> Exercise prompt
Transcribe the records below exactly, leaving out any pictures.

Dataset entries
####################

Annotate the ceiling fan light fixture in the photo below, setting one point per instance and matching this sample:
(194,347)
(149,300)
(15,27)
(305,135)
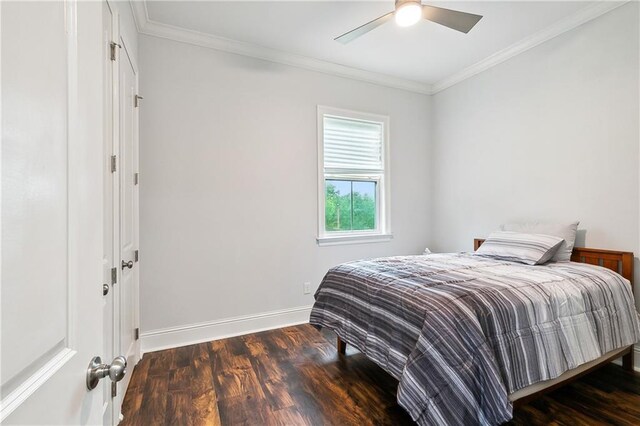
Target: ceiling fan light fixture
(408,13)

####################

> Exercise result
Annotate the ceiling fan light fixture in the photo below, setting one point per instance and matching this sample:
(194,347)
(149,300)
(15,27)
(305,135)
Target: ceiling fan light fixture
(408,13)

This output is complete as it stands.